Return each line of the material below that contains the word "concrete", copying every such line unchanged.

* * * * * * *

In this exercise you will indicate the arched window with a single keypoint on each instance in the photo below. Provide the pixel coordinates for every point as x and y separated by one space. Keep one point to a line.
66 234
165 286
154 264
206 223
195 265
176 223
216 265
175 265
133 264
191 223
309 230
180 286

* * * * * * *

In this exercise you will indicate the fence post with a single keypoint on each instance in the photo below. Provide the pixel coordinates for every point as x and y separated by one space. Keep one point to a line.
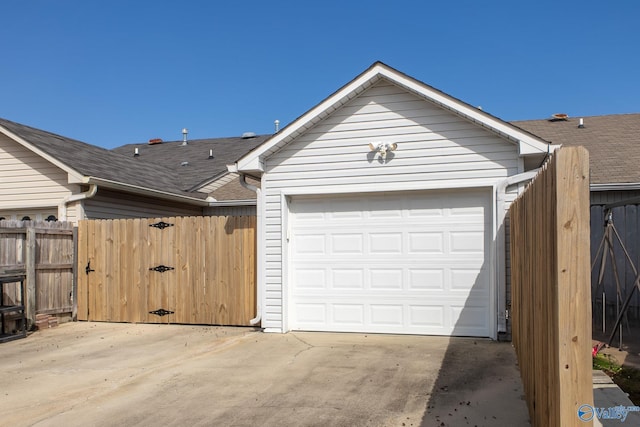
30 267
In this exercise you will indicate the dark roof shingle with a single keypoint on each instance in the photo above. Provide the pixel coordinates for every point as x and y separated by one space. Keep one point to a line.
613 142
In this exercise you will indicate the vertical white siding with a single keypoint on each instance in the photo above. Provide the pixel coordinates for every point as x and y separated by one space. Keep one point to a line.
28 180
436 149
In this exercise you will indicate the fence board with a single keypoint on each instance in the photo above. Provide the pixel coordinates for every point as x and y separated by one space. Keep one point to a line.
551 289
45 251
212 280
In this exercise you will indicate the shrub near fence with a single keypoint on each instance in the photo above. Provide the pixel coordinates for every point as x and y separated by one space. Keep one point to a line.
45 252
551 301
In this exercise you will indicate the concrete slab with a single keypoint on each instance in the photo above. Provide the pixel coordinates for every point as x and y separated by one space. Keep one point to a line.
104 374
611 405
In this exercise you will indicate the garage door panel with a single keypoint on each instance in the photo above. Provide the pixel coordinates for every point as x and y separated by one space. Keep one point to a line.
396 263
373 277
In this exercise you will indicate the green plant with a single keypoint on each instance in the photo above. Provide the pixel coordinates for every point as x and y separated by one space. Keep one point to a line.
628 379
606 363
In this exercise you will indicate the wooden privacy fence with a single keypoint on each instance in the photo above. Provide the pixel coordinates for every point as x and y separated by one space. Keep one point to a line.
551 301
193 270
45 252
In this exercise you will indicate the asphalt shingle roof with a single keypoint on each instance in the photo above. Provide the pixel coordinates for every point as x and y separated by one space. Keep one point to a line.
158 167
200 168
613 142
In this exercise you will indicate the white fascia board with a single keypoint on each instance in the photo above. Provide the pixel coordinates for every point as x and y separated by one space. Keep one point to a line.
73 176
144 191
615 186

* * * * * * *

▸ SOLUTION TO THIS PROBLEM
In this exercise you will indicate the concrete slab with a single keypoint on each instance in the photo above. Provide the pixel coordinates for every point as x and y separated by one space. Keep one point to a line.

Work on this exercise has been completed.